DIRECTIONS = Quote verbatim everything in the records below, from the first line down to the line containing "pixel 754 634", both ends included.

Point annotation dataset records
• • • • • • •

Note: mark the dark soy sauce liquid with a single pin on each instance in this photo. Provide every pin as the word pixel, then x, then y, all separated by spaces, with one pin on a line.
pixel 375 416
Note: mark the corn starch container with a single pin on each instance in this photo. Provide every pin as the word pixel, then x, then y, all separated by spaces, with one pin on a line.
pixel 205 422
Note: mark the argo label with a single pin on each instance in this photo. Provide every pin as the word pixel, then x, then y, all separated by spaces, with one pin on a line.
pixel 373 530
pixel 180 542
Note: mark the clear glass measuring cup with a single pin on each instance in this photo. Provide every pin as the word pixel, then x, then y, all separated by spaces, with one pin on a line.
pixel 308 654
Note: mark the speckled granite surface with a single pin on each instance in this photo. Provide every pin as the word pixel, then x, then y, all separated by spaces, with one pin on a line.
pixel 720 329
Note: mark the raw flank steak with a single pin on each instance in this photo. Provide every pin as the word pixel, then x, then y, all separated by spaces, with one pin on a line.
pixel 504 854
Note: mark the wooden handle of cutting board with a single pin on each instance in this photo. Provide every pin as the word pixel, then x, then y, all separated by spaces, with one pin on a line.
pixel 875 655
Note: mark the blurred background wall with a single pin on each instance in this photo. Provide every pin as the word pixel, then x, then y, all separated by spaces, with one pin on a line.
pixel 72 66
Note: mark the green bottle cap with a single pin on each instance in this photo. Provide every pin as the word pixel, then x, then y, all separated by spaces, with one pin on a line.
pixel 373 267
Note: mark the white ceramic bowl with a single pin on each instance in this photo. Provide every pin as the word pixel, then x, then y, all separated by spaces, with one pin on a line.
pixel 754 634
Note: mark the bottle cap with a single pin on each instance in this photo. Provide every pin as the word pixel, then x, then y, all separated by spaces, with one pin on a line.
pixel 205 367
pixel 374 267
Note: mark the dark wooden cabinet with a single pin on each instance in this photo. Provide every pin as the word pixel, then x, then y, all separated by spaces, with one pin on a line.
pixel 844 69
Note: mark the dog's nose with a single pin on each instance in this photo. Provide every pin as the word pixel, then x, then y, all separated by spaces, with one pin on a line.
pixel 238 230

• • • • • • •

CORRECT RESULT =
Note: mark the dark soy sauce liquid with a single pin on each instance in this photo. Provide every pin as the word pixel, then x, then y, all separated by spaces, with one pin on a line.
pixel 375 416
Note: mark the corn starch container with a single pin on each instance in this photo. Provide every pin as the word pixel, then x, then y, all separated by spaces, with one pin on a line.
pixel 205 422
Note: mark the argo label with a single pin on each instance in this photo. Provide every pin as the word pixel, then x, then y, all separated by spaces, with one pin on a line.
pixel 373 530
pixel 180 542
Note: mark the clear glass measuring cup with a single pin on each instance in this photo. Provide every pin as the word pixel, then x, then y, all separated by spaces, with one pin on a line.
pixel 308 654
Note: mark the speckled granite surface with a single pin on each instance in this photo. Provide every pin as the word pixel, then x, then y, all separated by spaces, with one pin on a line.
pixel 720 329
Note: mark the raw flank steak with a single pin on each instance in this photo. Provide every pin as the word pixel, then x, then y, all separated by spaces, with one pin on a line.
pixel 504 854
Note: mark the wooden handle of cutting board with a single pin on each instance in this photo. Provide every pin as the word pixel, then x, then y, all separated by spaces, with one pin on a line.
pixel 875 655
Note: mark the blurred background wall with a single pin on each instance in this photo. Provide every pin as the word pixel, then x, then y, all separated by spaces, with one pin on a line.
pixel 72 66
Note: mark the green bottle cap with a single pin on each instance in this photo. Provide every pin as the word pixel, then x, then y, all separated by spaces, with one pin on a line.
pixel 373 267
Note: mark the white ceramic bowl with a single pin on each instance in this photo. Provide every pin as the word pixel, then x, then y, all separated by spaces, with one pin on a line.
pixel 754 634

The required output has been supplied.